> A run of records
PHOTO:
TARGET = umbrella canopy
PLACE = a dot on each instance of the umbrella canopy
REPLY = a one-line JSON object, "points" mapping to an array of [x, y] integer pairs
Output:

> Description of the task
Could you duplicate the records above line for line, with no changes?

> Task output
PHOTO:
TARGET = umbrella canopy
PLACE = a dot on each instance of the umbrella canopy
REPLY = a one-line JSON object, "points" mapping to an array of [x, y] integer pairs
Output:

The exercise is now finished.